▶ **WHAT IS EXPECTED**
Reproduce the material below line for line, without changing any wording. Leave the pictures out of your copy.

* begin PROVIDED INFORMATION *

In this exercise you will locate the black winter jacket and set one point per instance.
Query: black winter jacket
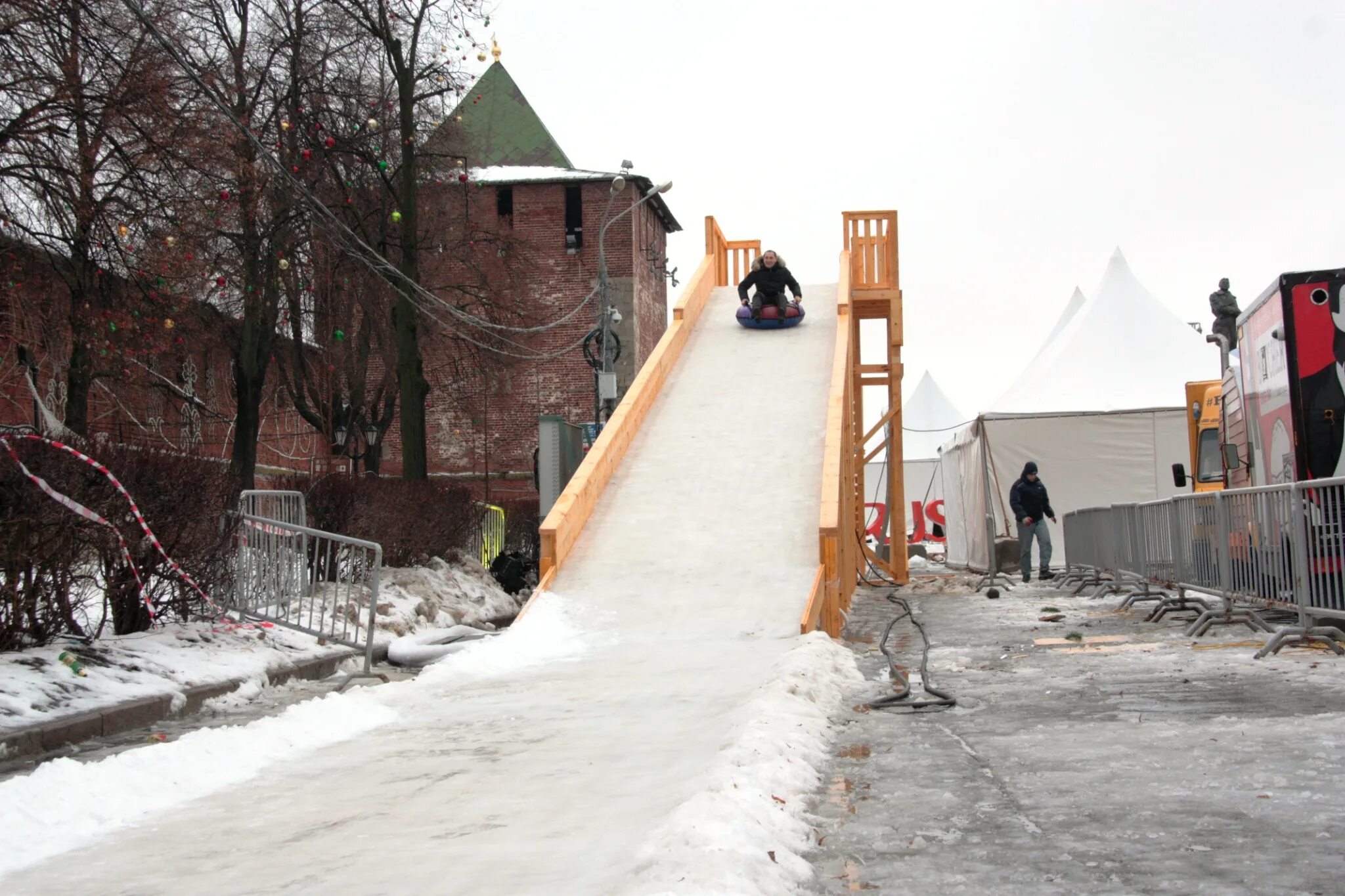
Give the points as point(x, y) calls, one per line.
point(770, 281)
point(1029, 500)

* end PROVIDED INFORMATION *

▶ **THE ANSWER**
In this exercise you will locate the black winter jacket and set one point per instance.
Query: black winter jacket
Give the points as point(x, y) calls, one per line.
point(770, 281)
point(1029, 500)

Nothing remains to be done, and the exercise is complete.